Do this => Please give the rows below, from the line containing "the horse's eye?" through the line containing "[296,255,405,318]" with both ends included, as a JSON list of strings with one string per line and blank lines left out.
#### Input records
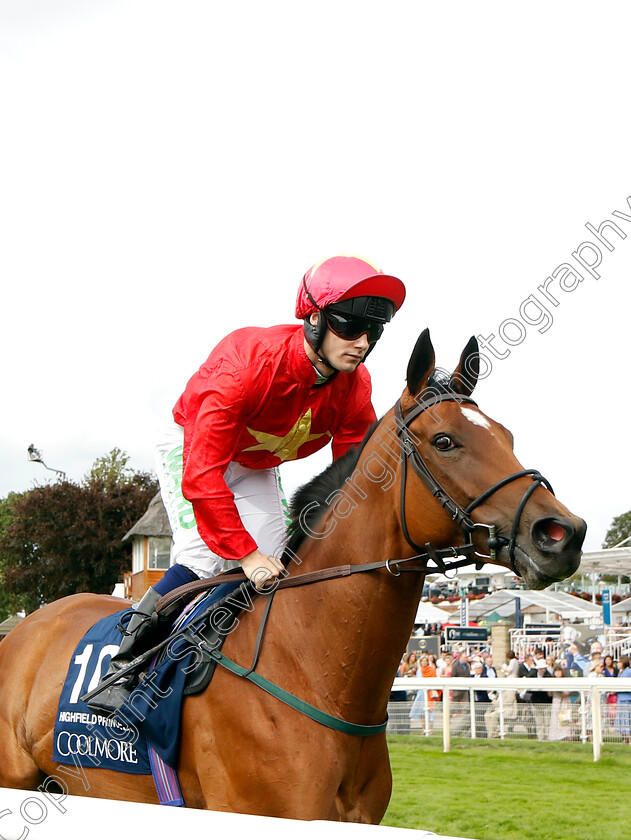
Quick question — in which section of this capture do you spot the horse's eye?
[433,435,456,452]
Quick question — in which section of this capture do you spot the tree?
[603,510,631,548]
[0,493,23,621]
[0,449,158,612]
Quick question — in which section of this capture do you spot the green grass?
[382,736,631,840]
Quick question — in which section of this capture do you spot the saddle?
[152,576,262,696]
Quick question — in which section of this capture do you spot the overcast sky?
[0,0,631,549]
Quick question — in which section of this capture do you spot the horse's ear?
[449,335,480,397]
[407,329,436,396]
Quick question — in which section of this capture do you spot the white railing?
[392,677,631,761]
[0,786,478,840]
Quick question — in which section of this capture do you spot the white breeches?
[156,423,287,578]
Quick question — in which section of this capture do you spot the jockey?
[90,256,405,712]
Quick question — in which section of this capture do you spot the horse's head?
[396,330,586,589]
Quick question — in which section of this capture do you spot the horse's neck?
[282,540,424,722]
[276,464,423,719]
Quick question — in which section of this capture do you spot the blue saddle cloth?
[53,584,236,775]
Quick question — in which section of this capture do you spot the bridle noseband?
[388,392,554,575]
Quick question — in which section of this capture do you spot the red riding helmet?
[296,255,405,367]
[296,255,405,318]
########
#### Input records
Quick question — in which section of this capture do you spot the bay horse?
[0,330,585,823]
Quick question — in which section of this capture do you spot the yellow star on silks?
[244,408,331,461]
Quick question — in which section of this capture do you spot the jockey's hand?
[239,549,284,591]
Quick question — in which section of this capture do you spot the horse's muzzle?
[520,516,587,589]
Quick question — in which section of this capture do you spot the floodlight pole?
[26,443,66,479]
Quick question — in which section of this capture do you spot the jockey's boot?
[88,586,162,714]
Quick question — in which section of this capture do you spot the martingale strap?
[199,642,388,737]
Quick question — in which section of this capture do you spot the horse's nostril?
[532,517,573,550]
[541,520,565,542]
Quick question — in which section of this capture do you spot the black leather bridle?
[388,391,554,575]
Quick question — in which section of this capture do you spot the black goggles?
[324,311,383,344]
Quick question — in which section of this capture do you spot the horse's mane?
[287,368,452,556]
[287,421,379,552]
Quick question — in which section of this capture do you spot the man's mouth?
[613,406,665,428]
########
Output for this exercise =>
[
  "Quick question — in which section of this capture do you spot the horse's eye?",
  "[433,435,456,452]",
  "Quick question — in which section of this capture do you spot the tree?",
  "[603,510,631,548]",
  "[0,493,23,621]",
  "[0,449,158,612]",
  "Quick question — in which section of this capture do you spot the green grass?",
  "[382,736,631,840]",
  "Quick question — in which section of this capture do you spot the saddle?",
  "[152,576,262,696]",
  "Quick question — in which section of this capture do you spot the overcast sky?",
  "[0,0,631,549]",
  "Quick question — in which section of this capture do you spot the horse's ear?",
  "[449,335,480,397]",
  "[407,329,436,396]",
  "Quick question — in which section of this capture do you spot the white railing?",
  "[392,677,631,761]",
  "[0,786,478,840]",
  "Quick question — in which section of this capture do you spot the white breeches?",
  "[156,423,287,578]",
  "Quick question — in which section of this capture do you spot the jockey?",
  "[90,256,405,712]",
  "Quick question — in which section of this capture do you spot the horse's head?",
  "[396,330,586,589]",
  "Quick question — in which section of this capture do you spot the horse's neck?",
  "[282,540,424,722]",
  "[276,464,423,719]",
  "Quick question — in which section of this capture do you spot the blue saddle cloth?",
  "[53,584,236,775]",
  "Quick question — in which section of this capture do you spot the bridle noseband?",
  "[388,392,554,575]",
  "Quick question — in which section of this capture do you spot the red riding helmet?",
  "[296,255,405,367]",
  "[296,255,405,318]"
]